>> Start Record set

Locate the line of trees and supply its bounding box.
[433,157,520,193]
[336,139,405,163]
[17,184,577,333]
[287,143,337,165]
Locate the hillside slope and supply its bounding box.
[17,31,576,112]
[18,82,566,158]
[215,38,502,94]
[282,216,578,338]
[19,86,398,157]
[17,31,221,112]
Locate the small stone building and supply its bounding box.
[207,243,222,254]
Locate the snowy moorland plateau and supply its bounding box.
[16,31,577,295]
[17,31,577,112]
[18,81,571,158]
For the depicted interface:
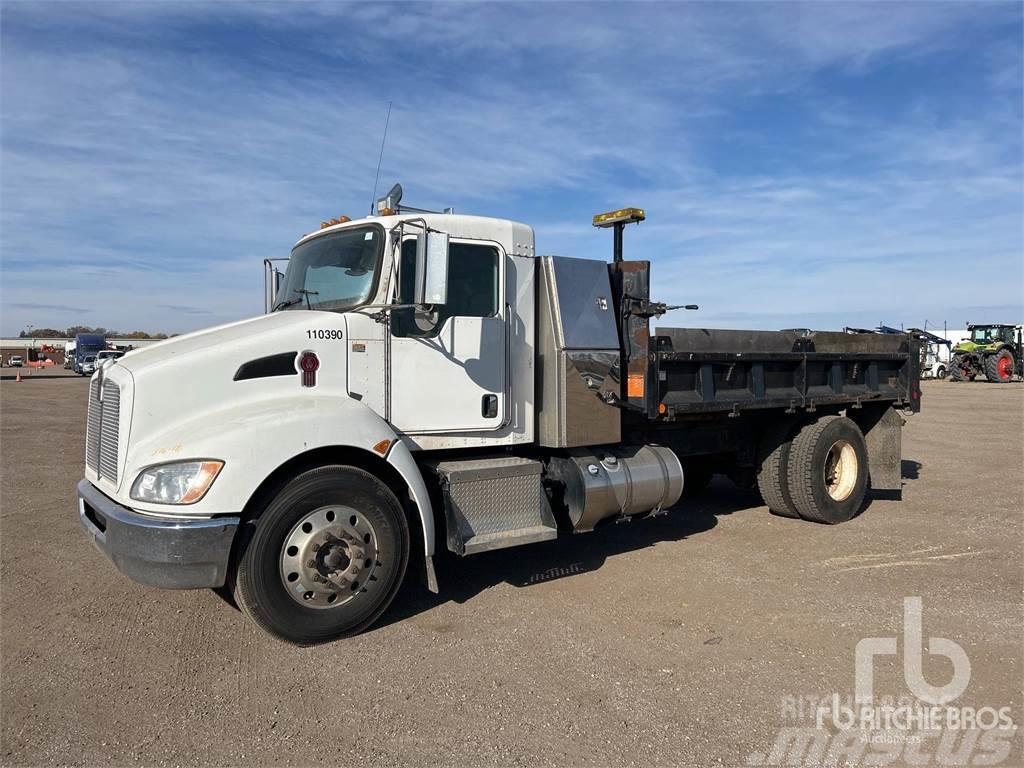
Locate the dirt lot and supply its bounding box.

>> End Record set

## Do this
Reproduce every item above word for word, leaving out the pictures.

## Answer below
Locate the line of trees and supply its bounding box.
[433,157,520,193]
[336,139,405,163]
[17,184,577,333]
[287,143,337,165]
Locate the hillside slope and supply its bounding box.
[17,31,576,112]
[18,82,566,158]
[215,38,502,94]
[282,216,578,338]
[19,86,398,157]
[17,31,221,112]
Locate the small stone building and supply its bounding box.
[207,243,222,254]
Locate the snowy moorland plateau and supply its bounding box.
[16,31,577,295]
[17,31,577,112]
[18,81,571,158]
For the depicted interface:
Locate the dirt lot and supply its bounding box.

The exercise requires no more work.